Hablar de una ética del psicoanálisis siempre plantea
controversias e interrogantes sobre lo que se entiende por ella. Tanto así como la diferenciación, que el
propio concepto de ética nos deja, con lo que entendemos por una ley moral que
se instala en la estructura y de alguna manera determina una relación lógica
entre los elementos que rigen la realidad del sujeto.
Una realidad en la que el sujeto se instala y que
solo puede abordarse desde el lenguaje. La única realidad con la que el sujeto
cuenta para llevar adelante su existencia es una realidad del lenguaje; una
realidad que pensamos como fantasmática.
Hablar de ética y de moral nos remite a plantear qué
entendemos por El bien y El mal; tanto así como preguntarnos qué quiere decir
que el sujeto del psicoanálisis pueda
estar bien en el mal.
Pienso que para poder recorrer estos senderos es
importante hacer un comentario sobre lo que, tanto Kant como Sade, tienen para
decirnos al respecto. Textos que Lacan analiza para luego cimentar una posición
en la que se ubica el analista en función de su praxis (praxis que constituye
un juego entre los elementos como el deseo, la ley, la pulsión y el goce).
Desde una perspectiva kantiana nos posicionamos desde
un lugar que entendemos como universal; es decir que Kant propone el concepto
de imperativo categórico para dar cuenta de cómo circula la ley moral en el
sujeto y la búsqueda del bien. A la cual Lacan propone como un callejón sin
salida.
Hablar de imperativo categórico implica aquellos
mandatos que son incondicionales, que se imponen como superiores por su valor
universal y desde ese lugar ejercen un poder sobre el sujeto.
Ahora bien, contamos entonces con una máxima que
tiene pretensiones de ser ley universal. Y para que sea constituida como
universal no quiere decir que se imponga a todos sino que valga para todos los
casos.
El imperativo moral actúa desde el lugar del Otro,
desde donde su mandato nos requiere. Lacan plantea que la bipolaridad con que
se instaura la ley moral no es otra cosa que esa escisión del sujeto que se
opera por toda intervención del significante: concretamente del sujeto de la
enunciación al sujeto del enunciado.
Por otra parte, podemos plantear que la máxima
sadiana es más honesta puesto que “desenmascara la escisión del sujeto”. Sade
juega con una ley moral que implica el acto de irrumpir en el otro y gozar de
él; derecho del cual Sade piensa poseer.

▸ Registros
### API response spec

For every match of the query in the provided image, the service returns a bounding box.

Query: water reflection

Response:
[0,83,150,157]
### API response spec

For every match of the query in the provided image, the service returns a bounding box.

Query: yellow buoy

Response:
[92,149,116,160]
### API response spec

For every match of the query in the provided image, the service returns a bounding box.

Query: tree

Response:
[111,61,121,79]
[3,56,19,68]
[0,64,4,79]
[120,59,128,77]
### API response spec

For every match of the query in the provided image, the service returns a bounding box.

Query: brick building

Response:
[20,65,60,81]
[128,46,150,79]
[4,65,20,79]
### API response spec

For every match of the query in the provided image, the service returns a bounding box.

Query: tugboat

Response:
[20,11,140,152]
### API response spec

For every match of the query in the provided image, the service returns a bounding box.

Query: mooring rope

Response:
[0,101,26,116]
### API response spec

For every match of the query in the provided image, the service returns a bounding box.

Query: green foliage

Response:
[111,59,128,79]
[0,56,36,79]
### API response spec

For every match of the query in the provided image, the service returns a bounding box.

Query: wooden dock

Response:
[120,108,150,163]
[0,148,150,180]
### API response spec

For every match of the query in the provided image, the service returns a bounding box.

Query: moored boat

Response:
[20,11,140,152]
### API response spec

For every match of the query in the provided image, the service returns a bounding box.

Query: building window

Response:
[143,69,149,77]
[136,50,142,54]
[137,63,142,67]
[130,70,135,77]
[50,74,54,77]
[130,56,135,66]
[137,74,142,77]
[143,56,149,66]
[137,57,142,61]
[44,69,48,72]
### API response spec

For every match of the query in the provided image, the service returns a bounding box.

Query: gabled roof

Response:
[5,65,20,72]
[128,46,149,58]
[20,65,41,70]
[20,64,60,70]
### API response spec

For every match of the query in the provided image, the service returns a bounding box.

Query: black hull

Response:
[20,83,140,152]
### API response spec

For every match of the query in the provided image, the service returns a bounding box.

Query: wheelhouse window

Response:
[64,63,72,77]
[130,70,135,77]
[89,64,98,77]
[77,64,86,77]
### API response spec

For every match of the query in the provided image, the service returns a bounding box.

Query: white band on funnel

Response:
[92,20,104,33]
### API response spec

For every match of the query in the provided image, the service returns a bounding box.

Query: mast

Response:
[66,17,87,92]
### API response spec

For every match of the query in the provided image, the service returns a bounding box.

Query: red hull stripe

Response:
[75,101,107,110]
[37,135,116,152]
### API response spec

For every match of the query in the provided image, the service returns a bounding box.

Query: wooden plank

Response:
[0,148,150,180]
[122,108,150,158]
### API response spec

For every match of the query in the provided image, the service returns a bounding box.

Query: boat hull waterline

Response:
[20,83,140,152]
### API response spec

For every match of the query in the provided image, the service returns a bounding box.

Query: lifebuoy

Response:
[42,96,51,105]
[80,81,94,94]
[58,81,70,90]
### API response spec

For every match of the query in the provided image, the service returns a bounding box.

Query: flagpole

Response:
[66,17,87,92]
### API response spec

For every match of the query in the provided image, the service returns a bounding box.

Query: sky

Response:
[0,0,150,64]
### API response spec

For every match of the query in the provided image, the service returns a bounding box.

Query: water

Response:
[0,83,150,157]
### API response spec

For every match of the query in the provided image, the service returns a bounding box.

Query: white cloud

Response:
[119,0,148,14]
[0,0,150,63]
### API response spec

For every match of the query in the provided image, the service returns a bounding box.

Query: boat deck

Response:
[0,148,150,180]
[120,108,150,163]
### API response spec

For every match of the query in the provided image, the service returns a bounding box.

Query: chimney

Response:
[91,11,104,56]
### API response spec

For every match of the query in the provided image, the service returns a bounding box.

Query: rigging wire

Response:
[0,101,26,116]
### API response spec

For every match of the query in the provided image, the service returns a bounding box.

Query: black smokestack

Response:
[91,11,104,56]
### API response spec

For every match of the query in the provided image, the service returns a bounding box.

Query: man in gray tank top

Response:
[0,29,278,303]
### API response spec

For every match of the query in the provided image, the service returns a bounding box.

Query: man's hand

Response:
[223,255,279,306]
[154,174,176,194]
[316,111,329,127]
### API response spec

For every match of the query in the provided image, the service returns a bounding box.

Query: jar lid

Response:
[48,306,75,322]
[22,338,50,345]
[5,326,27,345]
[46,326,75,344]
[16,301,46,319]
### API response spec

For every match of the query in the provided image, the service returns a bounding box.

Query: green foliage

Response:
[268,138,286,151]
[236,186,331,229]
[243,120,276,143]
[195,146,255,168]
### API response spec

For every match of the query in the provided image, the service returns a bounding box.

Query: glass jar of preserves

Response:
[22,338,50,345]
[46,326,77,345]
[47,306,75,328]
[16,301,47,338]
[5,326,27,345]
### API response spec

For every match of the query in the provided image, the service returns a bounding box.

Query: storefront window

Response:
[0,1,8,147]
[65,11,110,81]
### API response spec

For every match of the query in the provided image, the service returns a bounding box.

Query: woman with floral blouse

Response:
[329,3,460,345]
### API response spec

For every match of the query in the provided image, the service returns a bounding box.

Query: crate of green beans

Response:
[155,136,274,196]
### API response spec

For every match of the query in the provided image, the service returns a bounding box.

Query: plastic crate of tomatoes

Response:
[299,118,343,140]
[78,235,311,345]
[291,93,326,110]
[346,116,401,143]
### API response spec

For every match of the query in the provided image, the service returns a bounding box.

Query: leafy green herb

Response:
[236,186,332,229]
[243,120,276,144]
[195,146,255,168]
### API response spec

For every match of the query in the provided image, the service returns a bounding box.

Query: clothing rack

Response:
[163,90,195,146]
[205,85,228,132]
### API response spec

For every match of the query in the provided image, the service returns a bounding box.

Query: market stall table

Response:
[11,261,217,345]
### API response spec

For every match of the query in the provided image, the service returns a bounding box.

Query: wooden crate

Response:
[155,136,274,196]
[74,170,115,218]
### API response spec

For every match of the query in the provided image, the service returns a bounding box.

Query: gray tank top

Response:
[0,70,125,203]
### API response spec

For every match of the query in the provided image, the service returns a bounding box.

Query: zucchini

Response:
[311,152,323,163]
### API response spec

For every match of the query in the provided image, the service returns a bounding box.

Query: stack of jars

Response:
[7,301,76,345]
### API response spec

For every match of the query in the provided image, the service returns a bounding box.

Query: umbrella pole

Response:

▸ Consigna
Copia otra vez el texto sobre la ética del psicoanálisis, comenzando en "Hablar de una" y terminando en "pensamos como fantasmática.", y cambia "fantasmática" por "imaginaria".

▸ Solución
Hablar de una ética del psicoanálisis siempre plantea
controversias e interrogantes sobre lo que se entiende por ella. Tanto así como la diferenciación, que el
propio concepto de ética nos deja, con lo que entendemos por una ley moral que
se instala en la estructura y de alguna manera determina una relación lógica
entre los elementos que rigen la realidad del sujeto.
Una realidad en la que el sujeto se instala y que
solo puede abordarse desde el lenguaje. La única realidad con la que el sujeto
cuenta para llevar adelante su existencia es una realidad del lenguaje; una
realidad que pensamos como imaginaria.